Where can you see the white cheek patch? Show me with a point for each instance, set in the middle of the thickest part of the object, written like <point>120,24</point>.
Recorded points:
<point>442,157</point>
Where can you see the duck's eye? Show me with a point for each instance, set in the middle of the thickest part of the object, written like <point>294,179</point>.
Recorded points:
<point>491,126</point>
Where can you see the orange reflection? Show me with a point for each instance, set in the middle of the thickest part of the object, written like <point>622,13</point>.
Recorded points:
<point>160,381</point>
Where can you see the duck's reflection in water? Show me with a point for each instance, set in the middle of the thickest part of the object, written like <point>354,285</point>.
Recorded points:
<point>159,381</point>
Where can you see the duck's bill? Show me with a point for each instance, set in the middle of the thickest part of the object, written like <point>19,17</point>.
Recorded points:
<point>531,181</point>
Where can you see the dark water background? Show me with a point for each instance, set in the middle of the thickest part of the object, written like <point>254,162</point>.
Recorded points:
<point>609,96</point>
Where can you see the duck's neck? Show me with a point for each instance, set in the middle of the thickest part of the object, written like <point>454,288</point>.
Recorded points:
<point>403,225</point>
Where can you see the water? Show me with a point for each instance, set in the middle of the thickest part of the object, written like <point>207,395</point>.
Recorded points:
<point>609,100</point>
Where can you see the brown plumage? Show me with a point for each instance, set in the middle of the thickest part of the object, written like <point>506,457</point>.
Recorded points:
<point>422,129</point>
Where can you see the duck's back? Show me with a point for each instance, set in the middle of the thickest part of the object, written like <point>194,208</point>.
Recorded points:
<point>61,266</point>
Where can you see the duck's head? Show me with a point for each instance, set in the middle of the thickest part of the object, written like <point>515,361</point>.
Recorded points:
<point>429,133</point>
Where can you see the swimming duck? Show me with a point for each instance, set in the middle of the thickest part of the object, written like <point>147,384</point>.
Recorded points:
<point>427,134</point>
○ ○ ○ ○ ○
TASK BRIEF
Return the listing above in full, character for character.

SOLUTION TO THIS TASK
Where can you see the white cheek patch? Show me with a point for each instance, set in the middle of the thickest part of the object, written like <point>120,24</point>.
Recorded points:
<point>442,157</point>
Where can you see the duck's eye? Show me with a point for each instance, set in the middle of the thickest part of the object, written like <point>294,179</point>.
Recorded points:
<point>491,126</point>
Where can you see the orange reflection? Show me with a point for each instance, set in the middle of the thickest part of the object, written like <point>622,13</point>.
Recorded points:
<point>160,381</point>
Where can you see the duck's reflection in water? Show me with a point for each instance, set in the middle of the thickest part of the object, written like <point>354,285</point>.
Recorded points:
<point>159,381</point>
Where can you see the duck's bill? Show me with a point for each instance, set in the middle of the thickest part of the object, written like <point>19,17</point>.
Recorded points:
<point>531,181</point>
Where can you see the dark water background? Show me with a point for each instance, set in the middle of the thickest part of the object, written like <point>254,162</point>.
Recorded points:
<point>609,96</point>
Where can you see the duck's neck? Show me with a point for each instance, set in the middle of the thickest part of the object, written like <point>454,288</point>.
Recorded points:
<point>403,225</point>
Where can you see the water? Show me with a point for each instance, set in the middle of the thickest part of the object, written like <point>207,395</point>.
Recorded points:
<point>609,100</point>
Where can you see the brown plumage? Show me with a point for each instance, set in the middle of the thickest part of the object, written like <point>506,457</point>.
Recorded points:
<point>422,129</point>
Where can you see the duck's back? Show me with a point for each instance, set in the middle of the thickest part of the object, written like <point>194,208</point>.
Recorded points:
<point>61,266</point>
Where can you see the duck's head? Show me with a point for each instance, set in the middle of the thickest part of the object, written like <point>515,361</point>.
Recorded points:
<point>429,133</point>
Where can you see the swimming duck? Show me with a point for each instance, set in the middle of the thickest part of the object, written like <point>147,384</point>.
Recorded points:
<point>427,134</point>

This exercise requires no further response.